(Assigned task 1)
From the passage on signs of sleep deprivation, return the portion starting at "7. You seem" and ending at "You’re overly emotional.", copied without any changes.
(Assigned task 2)
Extend the passage on signs of sleep deprivation, beginning immediately after its final line.
(Beginning of Selected text)
5. You’re having trouble remembering things.

Can’t find your keys? Don’t remember what movie you watched last Friday? Forgot to pay the phone bill? Before you start worrying about a bigger memory issue, consider your sleep habits. When we sleep, our memories get catalogued in our brains. Without sleep, your ability to recall events, facts, and life’s little details is compromised.

6. Decision-making is harder than usual.

Inadequate sleep messes with your ability to perform crucial functions. Duties involving time management and problem-solving can become much more challenging when you’re sleep deprived. In fact, different studies have found that lack of sleep negatively impacts split-second decision making as well as cognitive flexibility—the ability to change your thinking based on new information.

7. You seem to be tripping over things more often.

Tripping up (or down) the stairs. Walking into a doorway. Putting a glass down on the counter—but catching the edge instead. If this happens to you often, take a look at your sleep schedule. “When you’re tired, there is a lapse in the way you neurologically function generally,” Winter says. Because you have slower reaction times, something as basic as walking up a staircase could be more of a challenge than you’d expect.

8. You’re overly emotional.
(End of Selected text)
(Beginning of Exercise data)
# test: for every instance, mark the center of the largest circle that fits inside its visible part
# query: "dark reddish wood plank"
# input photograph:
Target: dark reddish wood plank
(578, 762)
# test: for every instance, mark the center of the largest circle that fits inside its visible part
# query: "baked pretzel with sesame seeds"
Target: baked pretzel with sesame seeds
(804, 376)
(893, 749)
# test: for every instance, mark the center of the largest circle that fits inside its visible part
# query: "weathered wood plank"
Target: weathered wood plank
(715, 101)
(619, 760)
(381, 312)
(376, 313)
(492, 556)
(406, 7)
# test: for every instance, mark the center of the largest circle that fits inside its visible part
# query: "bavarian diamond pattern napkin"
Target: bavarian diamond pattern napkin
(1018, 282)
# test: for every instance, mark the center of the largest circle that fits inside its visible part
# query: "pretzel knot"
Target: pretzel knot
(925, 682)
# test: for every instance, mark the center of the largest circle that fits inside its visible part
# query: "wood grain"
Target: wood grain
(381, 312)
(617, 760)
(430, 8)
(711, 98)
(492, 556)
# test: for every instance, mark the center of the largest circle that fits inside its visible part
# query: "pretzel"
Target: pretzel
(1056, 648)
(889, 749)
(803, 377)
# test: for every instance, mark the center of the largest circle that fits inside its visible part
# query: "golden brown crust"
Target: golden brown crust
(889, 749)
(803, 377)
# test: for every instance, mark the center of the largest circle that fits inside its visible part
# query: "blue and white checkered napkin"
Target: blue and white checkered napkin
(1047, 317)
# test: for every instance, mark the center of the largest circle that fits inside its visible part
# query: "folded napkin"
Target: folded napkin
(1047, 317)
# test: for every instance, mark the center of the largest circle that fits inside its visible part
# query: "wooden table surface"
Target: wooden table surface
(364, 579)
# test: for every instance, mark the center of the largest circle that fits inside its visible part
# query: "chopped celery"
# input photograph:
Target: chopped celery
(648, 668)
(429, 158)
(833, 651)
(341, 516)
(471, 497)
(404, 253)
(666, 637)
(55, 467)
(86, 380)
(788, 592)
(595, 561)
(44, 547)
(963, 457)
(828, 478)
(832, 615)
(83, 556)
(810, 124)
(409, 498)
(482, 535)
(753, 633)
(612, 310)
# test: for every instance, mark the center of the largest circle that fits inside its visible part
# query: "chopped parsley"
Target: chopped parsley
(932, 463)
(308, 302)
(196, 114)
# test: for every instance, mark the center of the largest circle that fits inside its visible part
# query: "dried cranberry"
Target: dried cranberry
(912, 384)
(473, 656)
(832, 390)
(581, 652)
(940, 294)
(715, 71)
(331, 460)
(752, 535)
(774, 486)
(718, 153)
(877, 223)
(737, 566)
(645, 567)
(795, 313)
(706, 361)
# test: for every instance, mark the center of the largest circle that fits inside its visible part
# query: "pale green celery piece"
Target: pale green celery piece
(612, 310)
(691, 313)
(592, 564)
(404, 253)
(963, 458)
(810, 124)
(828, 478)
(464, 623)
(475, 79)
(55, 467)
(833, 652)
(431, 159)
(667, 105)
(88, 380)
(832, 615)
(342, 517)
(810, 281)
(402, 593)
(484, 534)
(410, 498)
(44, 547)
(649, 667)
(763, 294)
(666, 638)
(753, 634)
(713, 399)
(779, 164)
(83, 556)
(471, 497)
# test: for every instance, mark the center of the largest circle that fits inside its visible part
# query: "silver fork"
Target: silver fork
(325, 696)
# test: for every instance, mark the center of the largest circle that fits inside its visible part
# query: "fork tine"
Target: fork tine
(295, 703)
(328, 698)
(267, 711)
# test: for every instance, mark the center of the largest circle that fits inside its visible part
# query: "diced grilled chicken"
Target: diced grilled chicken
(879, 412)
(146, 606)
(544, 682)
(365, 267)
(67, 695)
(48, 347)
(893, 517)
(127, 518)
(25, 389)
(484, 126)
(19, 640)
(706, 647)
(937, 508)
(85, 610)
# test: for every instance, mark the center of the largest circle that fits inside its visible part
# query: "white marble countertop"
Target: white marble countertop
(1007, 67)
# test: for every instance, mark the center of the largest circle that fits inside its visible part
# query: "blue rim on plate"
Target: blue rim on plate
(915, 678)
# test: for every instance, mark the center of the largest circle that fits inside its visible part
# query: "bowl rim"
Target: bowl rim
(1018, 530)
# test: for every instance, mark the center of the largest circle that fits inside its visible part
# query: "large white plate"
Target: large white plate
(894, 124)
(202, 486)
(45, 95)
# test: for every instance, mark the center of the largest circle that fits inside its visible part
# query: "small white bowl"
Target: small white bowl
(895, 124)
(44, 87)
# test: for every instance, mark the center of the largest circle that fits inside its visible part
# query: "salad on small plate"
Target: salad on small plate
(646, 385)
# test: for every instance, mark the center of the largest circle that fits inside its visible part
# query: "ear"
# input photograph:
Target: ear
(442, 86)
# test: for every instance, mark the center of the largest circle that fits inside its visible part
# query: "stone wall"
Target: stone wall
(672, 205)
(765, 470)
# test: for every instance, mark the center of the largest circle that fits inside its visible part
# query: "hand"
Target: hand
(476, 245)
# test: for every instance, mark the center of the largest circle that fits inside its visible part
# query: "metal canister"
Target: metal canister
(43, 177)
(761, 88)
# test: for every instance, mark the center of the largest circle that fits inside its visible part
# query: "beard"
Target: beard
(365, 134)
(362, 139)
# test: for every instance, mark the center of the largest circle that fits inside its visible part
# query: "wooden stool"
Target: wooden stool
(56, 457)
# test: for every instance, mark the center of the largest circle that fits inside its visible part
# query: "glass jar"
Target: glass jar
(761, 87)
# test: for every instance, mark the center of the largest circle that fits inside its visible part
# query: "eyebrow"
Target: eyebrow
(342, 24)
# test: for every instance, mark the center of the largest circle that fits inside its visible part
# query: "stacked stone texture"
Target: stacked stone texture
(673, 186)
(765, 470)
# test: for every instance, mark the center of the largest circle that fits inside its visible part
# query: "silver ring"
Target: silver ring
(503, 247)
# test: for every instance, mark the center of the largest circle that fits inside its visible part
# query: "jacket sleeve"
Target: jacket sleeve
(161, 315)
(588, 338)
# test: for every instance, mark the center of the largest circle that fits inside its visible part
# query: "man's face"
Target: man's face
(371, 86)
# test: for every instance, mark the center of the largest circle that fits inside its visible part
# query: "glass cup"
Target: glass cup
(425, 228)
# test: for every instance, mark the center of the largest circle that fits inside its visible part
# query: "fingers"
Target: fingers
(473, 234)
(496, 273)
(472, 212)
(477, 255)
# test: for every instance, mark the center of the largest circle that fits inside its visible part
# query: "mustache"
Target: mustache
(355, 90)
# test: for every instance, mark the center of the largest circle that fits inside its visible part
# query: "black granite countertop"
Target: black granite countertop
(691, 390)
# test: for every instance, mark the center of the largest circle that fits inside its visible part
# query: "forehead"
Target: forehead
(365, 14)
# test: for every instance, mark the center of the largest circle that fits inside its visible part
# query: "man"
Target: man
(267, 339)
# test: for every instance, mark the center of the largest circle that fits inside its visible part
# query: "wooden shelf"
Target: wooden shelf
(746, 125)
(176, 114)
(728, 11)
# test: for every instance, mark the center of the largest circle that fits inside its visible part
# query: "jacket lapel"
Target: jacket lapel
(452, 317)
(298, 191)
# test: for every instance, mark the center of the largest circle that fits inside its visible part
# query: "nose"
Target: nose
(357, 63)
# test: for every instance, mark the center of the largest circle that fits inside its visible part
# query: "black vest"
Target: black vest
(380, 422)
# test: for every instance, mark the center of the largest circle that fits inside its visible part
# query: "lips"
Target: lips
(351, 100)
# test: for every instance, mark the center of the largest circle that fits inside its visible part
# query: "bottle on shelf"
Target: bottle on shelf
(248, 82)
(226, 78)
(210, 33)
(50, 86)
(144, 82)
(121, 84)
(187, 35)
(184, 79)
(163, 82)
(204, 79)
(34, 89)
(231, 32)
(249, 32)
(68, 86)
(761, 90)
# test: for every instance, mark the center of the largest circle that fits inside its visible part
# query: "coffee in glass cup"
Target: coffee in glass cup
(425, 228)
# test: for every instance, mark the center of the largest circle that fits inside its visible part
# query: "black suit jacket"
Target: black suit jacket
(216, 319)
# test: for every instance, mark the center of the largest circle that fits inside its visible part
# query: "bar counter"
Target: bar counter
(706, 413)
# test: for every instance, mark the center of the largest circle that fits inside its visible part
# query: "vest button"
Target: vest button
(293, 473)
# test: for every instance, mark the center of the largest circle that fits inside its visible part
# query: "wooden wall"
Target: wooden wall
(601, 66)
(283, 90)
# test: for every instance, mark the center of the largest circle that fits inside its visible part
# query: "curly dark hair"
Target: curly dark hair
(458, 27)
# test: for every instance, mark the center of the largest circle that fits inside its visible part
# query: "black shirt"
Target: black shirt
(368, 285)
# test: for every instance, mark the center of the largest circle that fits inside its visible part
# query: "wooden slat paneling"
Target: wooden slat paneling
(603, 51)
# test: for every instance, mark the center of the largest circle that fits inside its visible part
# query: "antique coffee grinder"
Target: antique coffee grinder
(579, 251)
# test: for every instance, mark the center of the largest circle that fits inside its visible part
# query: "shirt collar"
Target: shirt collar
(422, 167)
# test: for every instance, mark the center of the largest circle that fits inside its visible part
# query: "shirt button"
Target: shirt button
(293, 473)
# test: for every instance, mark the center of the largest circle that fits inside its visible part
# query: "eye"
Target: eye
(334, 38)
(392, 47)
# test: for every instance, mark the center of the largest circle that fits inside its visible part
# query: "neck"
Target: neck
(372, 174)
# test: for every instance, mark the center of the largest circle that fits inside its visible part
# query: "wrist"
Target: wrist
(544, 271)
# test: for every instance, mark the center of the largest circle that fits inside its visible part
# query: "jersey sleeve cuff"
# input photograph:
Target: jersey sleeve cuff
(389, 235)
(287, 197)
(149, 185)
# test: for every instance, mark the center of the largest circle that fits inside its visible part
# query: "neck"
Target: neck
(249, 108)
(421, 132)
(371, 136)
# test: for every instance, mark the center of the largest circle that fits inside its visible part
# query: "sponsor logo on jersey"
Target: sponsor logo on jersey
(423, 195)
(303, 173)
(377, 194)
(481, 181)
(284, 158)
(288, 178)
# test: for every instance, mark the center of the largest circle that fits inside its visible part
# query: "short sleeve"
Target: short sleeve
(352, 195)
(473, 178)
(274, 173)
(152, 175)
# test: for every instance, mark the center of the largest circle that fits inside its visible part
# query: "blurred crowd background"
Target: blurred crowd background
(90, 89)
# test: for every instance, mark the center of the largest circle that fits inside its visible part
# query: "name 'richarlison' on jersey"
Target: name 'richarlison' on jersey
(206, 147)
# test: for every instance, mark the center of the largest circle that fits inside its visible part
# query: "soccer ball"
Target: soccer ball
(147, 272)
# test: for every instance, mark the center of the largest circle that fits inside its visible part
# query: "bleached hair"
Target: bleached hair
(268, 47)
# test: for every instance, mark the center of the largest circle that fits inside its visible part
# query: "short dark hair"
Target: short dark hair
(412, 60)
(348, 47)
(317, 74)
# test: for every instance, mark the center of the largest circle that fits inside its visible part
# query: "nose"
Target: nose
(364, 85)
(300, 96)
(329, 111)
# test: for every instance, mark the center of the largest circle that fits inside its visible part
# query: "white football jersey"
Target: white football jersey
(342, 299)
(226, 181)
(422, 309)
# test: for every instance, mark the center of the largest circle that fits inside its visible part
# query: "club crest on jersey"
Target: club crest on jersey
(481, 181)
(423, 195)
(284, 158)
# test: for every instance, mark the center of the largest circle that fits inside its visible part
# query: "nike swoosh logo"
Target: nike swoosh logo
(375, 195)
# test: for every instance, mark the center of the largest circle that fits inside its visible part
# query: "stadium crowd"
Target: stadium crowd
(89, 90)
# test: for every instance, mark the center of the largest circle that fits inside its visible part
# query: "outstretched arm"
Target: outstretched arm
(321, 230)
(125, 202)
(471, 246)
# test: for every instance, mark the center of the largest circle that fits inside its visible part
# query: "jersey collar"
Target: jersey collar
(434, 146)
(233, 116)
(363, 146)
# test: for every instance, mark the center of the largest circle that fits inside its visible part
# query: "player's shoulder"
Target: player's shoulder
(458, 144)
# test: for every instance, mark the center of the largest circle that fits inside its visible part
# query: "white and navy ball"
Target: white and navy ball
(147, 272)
(End of Exercise data)
(Your response 1)
7. You seem to be tripping over things more often.

Tripping up (or down) the stairs. Walking into a doorway. Putting a glass down on the counter—but catching the edge instead. If this happens to you often, take a look at your sleep schedule. “When you’re tired, there is a lapse in the way you neurologically function generally,” Winter says. Because you have slower reaction times, something as basic as walking up a staircase could be more of a challenge than you’d expect.

8. You’re overly emotional.

(Your response 2)
Though you might expect your emotions to become as dulled as your sense of balance and grace (see above) after sleepless nights, in fact the opposite is true. Studies show that the emotional center of your brain goes into overdrive, potentially making you overly reactive to situations that otherwise might never have bothered you. A deadline at work or even a particularly dramatic film can suddenly provoke profound anger, sadness, or anxiety. What’s more, sleep deprivation in its extreme may lead to some disturbing psychological symptoms, including paranoia, hallucinations, and disorientation. The occurrence and intensity of these reactions are often correlated with the degree to which you are sleep deprived.

Sleeping Well Is the Key to Overall Wellness

Good sleep habits are crucial to your mental and physical health. Aim for 7 or more hours a night, and create a soothing bedtime ritual, such as taking an all-natural supplement on the occasions you need it. RECHARGE HEALTH blissful sleep contains magnesium, l-theanine, valerian root extract and other organic herbs to promote a good night’s rest.

9. You’re getting sick more often.

Sleep deprivation reduces your immune system’s ability to fight off or recover from illnesses. Sleep helps regulates the immune system, and without it, your body is functioning with a deficiency. What’s worse, prolonged sleep deprivation triggers an inflammatory response. If left unchecked, it could lead to chronic inflammation, which may increase a risk of certain cancers or autoimmune diseases and rheumatoid arthritis.

10. Your vision seems off.

Skimping on sleep affects your eyesight in a bunch of ways. Lack of sleep is a common cause of eye spasms or twitches, as well as dry eye—which in turn may cause your eyes to burn and itch, and your vision to blur.

11. Your skin looks dull.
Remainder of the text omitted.